Task material:
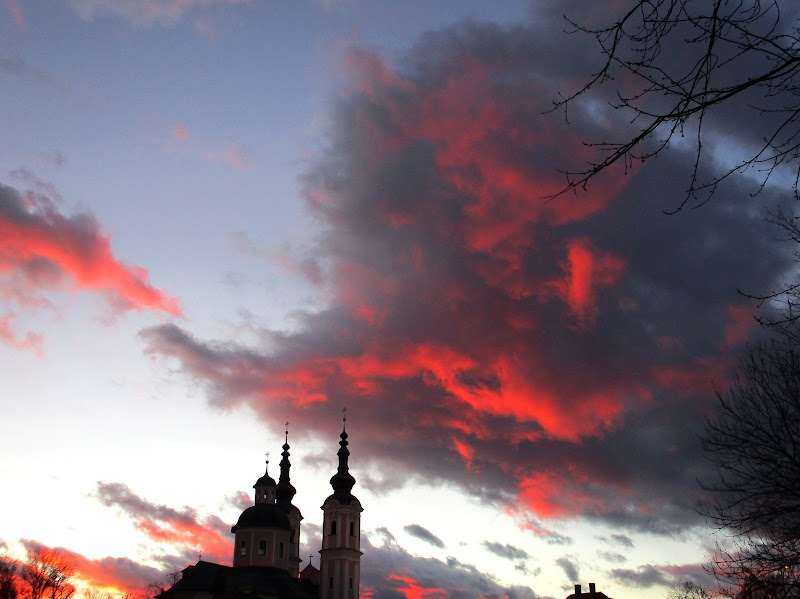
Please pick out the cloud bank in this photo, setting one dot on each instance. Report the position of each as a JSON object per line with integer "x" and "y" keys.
{"x": 43, "y": 252}
{"x": 556, "y": 357}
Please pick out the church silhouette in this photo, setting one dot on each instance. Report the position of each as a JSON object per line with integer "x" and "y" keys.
{"x": 266, "y": 560}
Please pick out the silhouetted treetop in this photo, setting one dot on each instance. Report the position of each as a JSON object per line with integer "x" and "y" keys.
{"x": 676, "y": 66}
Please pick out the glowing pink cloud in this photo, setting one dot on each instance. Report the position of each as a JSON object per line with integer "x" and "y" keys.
{"x": 43, "y": 251}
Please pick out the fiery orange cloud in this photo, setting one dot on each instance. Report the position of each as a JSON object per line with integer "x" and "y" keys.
{"x": 41, "y": 250}
{"x": 189, "y": 535}
{"x": 182, "y": 529}
{"x": 411, "y": 589}
{"x": 475, "y": 322}
{"x": 108, "y": 573}
{"x": 586, "y": 271}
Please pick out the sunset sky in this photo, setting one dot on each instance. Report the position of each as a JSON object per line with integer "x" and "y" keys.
{"x": 220, "y": 215}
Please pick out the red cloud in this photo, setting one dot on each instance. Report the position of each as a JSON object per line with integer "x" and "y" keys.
{"x": 182, "y": 529}
{"x": 411, "y": 589}
{"x": 114, "y": 574}
{"x": 42, "y": 251}
{"x": 473, "y": 322}
{"x": 586, "y": 271}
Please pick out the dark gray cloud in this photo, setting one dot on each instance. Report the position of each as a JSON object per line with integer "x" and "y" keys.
{"x": 422, "y": 533}
{"x": 610, "y": 556}
{"x": 644, "y": 576}
{"x": 506, "y": 551}
{"x": 623, "y": 540}
{"x": 570, "y": 568}
{"x": 387, "y": 570}
{"x": 554, "y": 358}
{"x": 183, "y": 530}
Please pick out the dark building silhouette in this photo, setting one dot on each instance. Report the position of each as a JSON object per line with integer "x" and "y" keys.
{"x": 266, "y": 560}
{"x": 592, "y": 594}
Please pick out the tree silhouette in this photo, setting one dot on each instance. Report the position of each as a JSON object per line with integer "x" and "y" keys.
{"x": 676, "y": 64}
{"x": 8, "y": 576}
{"x": 754, "y": 443}
{"x": 46, "y": 575}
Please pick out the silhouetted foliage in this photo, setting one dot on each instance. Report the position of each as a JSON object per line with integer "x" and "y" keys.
{"x": 8, "y": 575}
{"x": 688, "y": 590}
{"x": 675, "y": 64}
{"x": 754, "y": 443}
{"x": 46, "y": 575}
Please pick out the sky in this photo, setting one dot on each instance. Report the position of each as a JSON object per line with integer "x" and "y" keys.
{"x": 219, "y": 216}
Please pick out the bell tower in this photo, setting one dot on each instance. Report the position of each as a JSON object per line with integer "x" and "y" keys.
{"x": 284, "y": 493}
{"x": 340, "y": 556}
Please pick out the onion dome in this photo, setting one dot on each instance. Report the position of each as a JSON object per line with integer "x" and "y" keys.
{"x": 342, "y": 482}
{"x": 285, "y": 492}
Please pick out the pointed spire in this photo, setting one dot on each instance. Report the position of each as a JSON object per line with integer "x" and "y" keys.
{"x": 285, "y": 491}
{"x": 342, "y": 482}
{"x": 265, "y": 487}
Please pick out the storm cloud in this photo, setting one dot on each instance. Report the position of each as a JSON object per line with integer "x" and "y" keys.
{"x": 554, "y": 356}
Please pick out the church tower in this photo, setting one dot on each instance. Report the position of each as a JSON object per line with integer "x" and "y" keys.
{"x": 340, "y": 557}
{"x": 284, "y": 493}
{"x": 264, "y": 531}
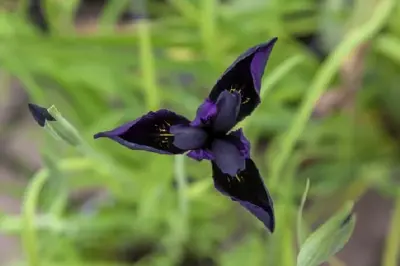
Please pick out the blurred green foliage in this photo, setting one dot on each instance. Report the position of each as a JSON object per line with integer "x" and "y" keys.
{"x": 141, "y": 214}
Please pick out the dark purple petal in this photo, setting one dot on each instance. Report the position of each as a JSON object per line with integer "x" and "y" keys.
{"x": 247, "y": 188}
{"x": 206, "y": 111}
{"x": 227, "y": 156}
{"x": 241, "y": 142}
{"x": 40, "y": 114}
{"x": 244, "y": 76}
{"x": 200, "y": 154}
{"x": 150, "y": 132}
{"x": 188, "y": 137}
{"x": 228, "y": 105}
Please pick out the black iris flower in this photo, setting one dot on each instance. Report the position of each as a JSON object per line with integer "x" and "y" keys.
{"x": 209, "y": 137}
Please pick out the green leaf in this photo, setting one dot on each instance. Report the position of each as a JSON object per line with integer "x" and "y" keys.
{"x": 63, "y": 129}
{"x": 328, "y": 239}
{"x": 301, "y": 234}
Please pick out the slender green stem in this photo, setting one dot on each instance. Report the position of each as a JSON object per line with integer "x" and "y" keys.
{"x": 208, "y": 28}
{"x": 180, "y": 176}
{"x": 321, "y": 81}
{"x": 147, "y": 65}
{"x": 29, "y": 237}
{"x": 392, "y": 250}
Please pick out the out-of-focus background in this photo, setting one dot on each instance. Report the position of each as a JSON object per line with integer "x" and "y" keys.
{"x": 102, "y": 64}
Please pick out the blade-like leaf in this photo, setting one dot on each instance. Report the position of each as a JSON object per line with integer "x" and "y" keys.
{"x": 328, "y": 239}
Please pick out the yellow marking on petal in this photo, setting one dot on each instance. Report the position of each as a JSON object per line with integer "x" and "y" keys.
{"x": 239, "y": 178}
{"x": 165, "y": 135}
{"x": 246, "y": 101}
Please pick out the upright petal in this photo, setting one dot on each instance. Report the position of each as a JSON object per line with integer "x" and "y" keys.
{"x": 228, "y": 105}
{"x": 241, "y": 142}
{"x": 247, "y": 188}
{"x": 201, "y": 154}
{"x": 205, "y": 113}
{"x": 188, "y": 137}
{"x": 244, "y": 76}
{"x": 227, "y": 157}
{"x": 151, "y": 132}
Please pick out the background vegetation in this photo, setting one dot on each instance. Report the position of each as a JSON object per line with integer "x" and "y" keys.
{"x": 329, "y": 114}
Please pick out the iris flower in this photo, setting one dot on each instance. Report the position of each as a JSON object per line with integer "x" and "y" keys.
{"x": 209, "y": 137}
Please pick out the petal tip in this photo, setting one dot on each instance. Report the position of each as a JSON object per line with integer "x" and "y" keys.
{"x": 40, "y": 114}
{"x": 100, "y": 135}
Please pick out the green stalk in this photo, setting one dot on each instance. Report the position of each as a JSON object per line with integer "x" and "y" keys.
{"x": 147, "y": 65}
{"x": 29, "y": 236}
{"x": 208, "y": 28}
{"x": 180, "y": 177}
{"x": 322, "y": 80}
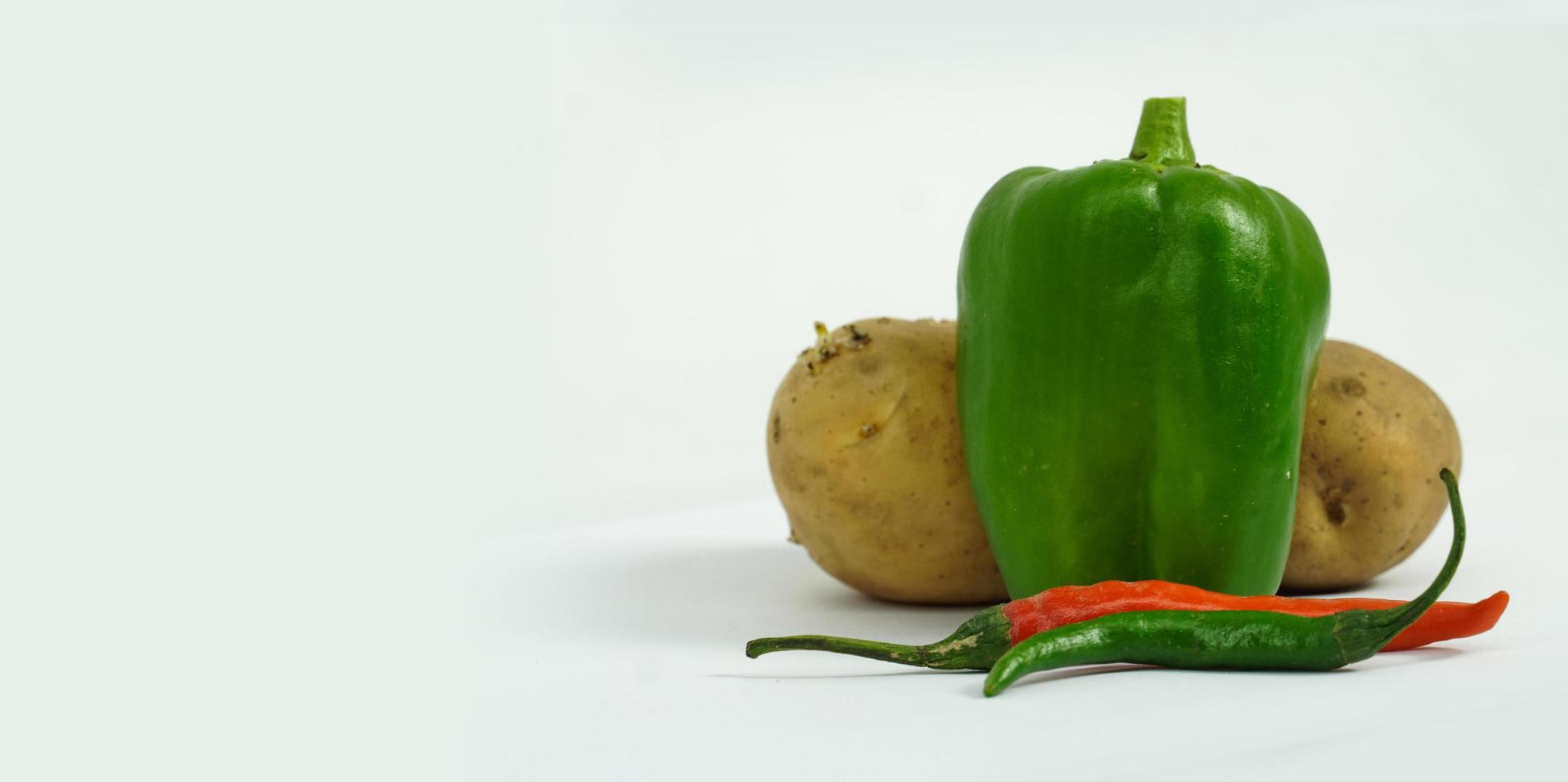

Exercise instructions:
Write out all of the data above word for word, leaving out the pictures.

Solution to this problem:
Please pick out the cloud bank in this photo, setting one dot on each instance. Report the position of each as a JSON object per line with integer "x" and "y" keys.
{"x": 43, "y": 252}
{"x": 556, "y": 357}
Please pick out the church silhouette in this photo, setting one dot on each instance. Report the position of each as a JSON object per line with integer "x" and "y" keys.
{"x": 266, "y": 560}
Please pick out the silhouetted treetop in this photo, setting one dot on each instance. Report the position of each as a JSON object per line with integer "x" and "y" keys.
{"x": 676, "y": 66}
Please pick out the glowing pink cloud in this photo, setting one dot on each instance. Report the position of each as a JSON object per line with integer "x" and "y" keys.
{"x": 43, "y": 251}
Please pick out the fiery orange cloud in this photo, setting one dot on each instance. Report the position of each as a JSON object per line with integer "x" and "y" keys.
{"x": 41, "y": 250}
{"x": 189, "y": 535}
{"x": 182, "y": 529}
{"x": 411, "y": 589}
{"x": 475, "y": 322}
{"x": 108, "y": 573}
{"x": 586, "y": 271}
Please pick out the sunset sky in this photo, setting one dot on each instance. Report the position of each as a JSON object per line with integer "x" and "y" keys.
{"x": 220, "y": 215}
Please pick out the red cloud in this photo, setting one dot on each instance. Report the position of each as a JSON object per line with integer "x" and "y" keys.
{"x": 182, "y": 529}
{"x": 411, "y": 589}
{"x": 114, "y": 574}
{"x": 42, "y": 251}
{"x": 473, "y": 322}
{"x": 586, "y": 271}
Please pick out the dark gray cloud in this photo, setting one dot on each instance. Report the position of each as a JSON object per line with integer "x" and "y" keys.
{"x": 422, "y": 533}
{"x": 610, "y": 556}
{"x": 644, "y": 576}
{"x": 506, "y": 551}
{"x": 623, "y": 540}
{"x": 570, "y": 568}
{"x": 387, "y": 570}
{"x": 554, "y": 358}
{"x": 183, "y": 530}
Please pick out the dark building silhouette in this photo, setting one dot on each instance. Report the position of each as a JSON object per line with integer "x" and "y" keys.
{"x": 266, "y": 560}
{"x": 592, "y": 594}
Please pick out the tree silhouette in this photo, setting one dot on each instance. Report the position of each as a JSON object per line with integer "x" and "y" keys.
{"x": 676, "y": 64}
{"x": 8, "y": 576}
{"x": 754, "y": 443}
{"x": 46, "y": 575}
Please pick out the silhouetted foliage in this photo, setting one dot on each instance. Report the position of each as a JSON object per line with integer "x" and "y" keys.
{"x": 8, "y": 575}
{"x": 688, "y": 590}
{"x": 675, "y": 64}
{"x": 754, "y": 443}
{"x": 46, "y": 575}
Please pick out the sky in this photo, setting one dot on each instance. Report the position of each as a JSON object per line with integer "x" and "y" keys.
{"x": 219, "y": 216}
Please pick out the bell tower in this photo, setting one dot on each instance. Report the position of each as a JSON object per line with integer "x" and "y" keys.
{"x": 284, "y": 493}
{"x": 340, "y": 556}
Please pick out the onion dome in this photo, setting one dot on each instance. Report the position of each as a JSON object per line with integer "x" and "y" keys.
{"x": 342, "y": 482}
{"x": 285, "y": 492}
Please pick out the pointed spire in this photo, setting one dot on each instance. Report the position of each as a JSON object per line with integer "x" and "y" keys.
{"x": 285, "y": 491}
{"x": 342, "y": 482}
{"x": 265, "y": 487}
Please pick out the storm cloud in this photo, setting one dot on each instance. Report the position of each as a JSON object per line with integer "x" and "y" keys.
{"x": 554, "y": 356}
Please pick out the church tower in this photo, setting one dot on each instance. Report the position of each as a JSON object per line with integer "x" and "y" keys.
{"x": 340, "y": 557}
{"x": 284, "y": 493}
{"x": 264, "y": 531}
Please pick out the blurred green foliage in this photo, setting one dot on each instance. Report the position of each as a JSON object per line with integer "x" and "y" keys.
{"x": 141, "y": 214}
Please pick out the dark purple petal in this photo, setting one dot on each instance. Report the position of each as a JSON object per line with integer "x" and "y" keys.
{"x": 247, "y": 188}
{"x": 206, "y": 111}
{"x": 227, "y": 156}
{"x": 241, "y": 142}
{"x": 40, "y": 114}
{"x": 244, "y": 76}
{"x": 200, "y": 154}
{"x": 150, "y": 132}
{"x": 188, "y": 137}
{"x": 228, "y": 105}
Please pick out the black iris flower in this photo, setting one dot on each instance. Report the position of each as a JSON object per line with integer "x" and "y" keys.
{"x": 209, "y": 137}
Please pick out the green leaf in this photo, setting one dot on each instance. Report the position of each as a JSON object per line with integer "x" and "y" keys.
{"x": 63, "y": 129}
{"x": 328, "y": 239}
{"x": 301, "y": 234}
Please pick out the slender green stem in this photo, setting one dot on each instance. Report the position of each as a JSON object per line with integer "x" and "y" keys.
{"x": 208, "y": 28}
{"x": 180, "y": 176}
{"x": 321, "y": 81}
{"x": 147, "y": 65}
{"x": 29, "y": 237}
{"x": 392, "y": 250}
Please pick out the out-of-focus background in this photo, setting one dot on each instance. Report the position of each as a JSON object per line with integer "x" and "y" keys.
{"x": 102, "y": 64}
Please pick out the blade-like leaf in this photo, setting one dot on each instance. Report the position of each as a JSON object per line with integer "x" and "y" keys.
{"x": 328, "y": 239}
Please pick out the yellow marking on petal in this photo, setting one dot on each instance. Report the position of each as a JSON object per line with integer "x" and "y" keys.
{"x": 239, "y": 178}
{"x": 165, "y": 135}
{"x": 246, "y": 101}
Please pick out the upright petal in this photo, setting one dot on each instance. Report the position of each as a JSON object per line with integer "x" and "y" keys.
{"x": 228, "y": 105}
{"x": 241, "y": 142}
{"x": 247, "y": 188}
{"x": 201, "y": 154}
{"x": 205, "y": 113}
{"x": 188, "y": 137}
{"x": 244, "y": 76}
{"x": 227, "y": 157}
{"x": 151, "y": 132}
Please pick out the background vegetation in this photo, setting one dot on each instance. Report the position of each as a JSON object per line with integer "x" and "y" keys.
{"x": 329, "y": 114}
Please pick out the iris flower in this photo, setting one dot on each instance. Report the position of each as a JSON object per line with integer "x" and "y" keys.
{"x": 209, "y": 137}
Please pick out the petal tip in this photo, setting one dot on each instance. Report the position of each as a JSON object per line with integer "x" and "y" keys.
{"x": 40, "y": 114}
{"x": 100, "y": 135}
Please pick out the green stalk in this photo, setting one dot on each instance. Report the position of each as a JSON object per line with integer "x" and "y" keys.
{"x": 147, "y": 65}
{"x": 29, "y": 236}
{"x": 208, "y": 28}
{"x": 180, "y": 177}
{"x": 322, "y": 80}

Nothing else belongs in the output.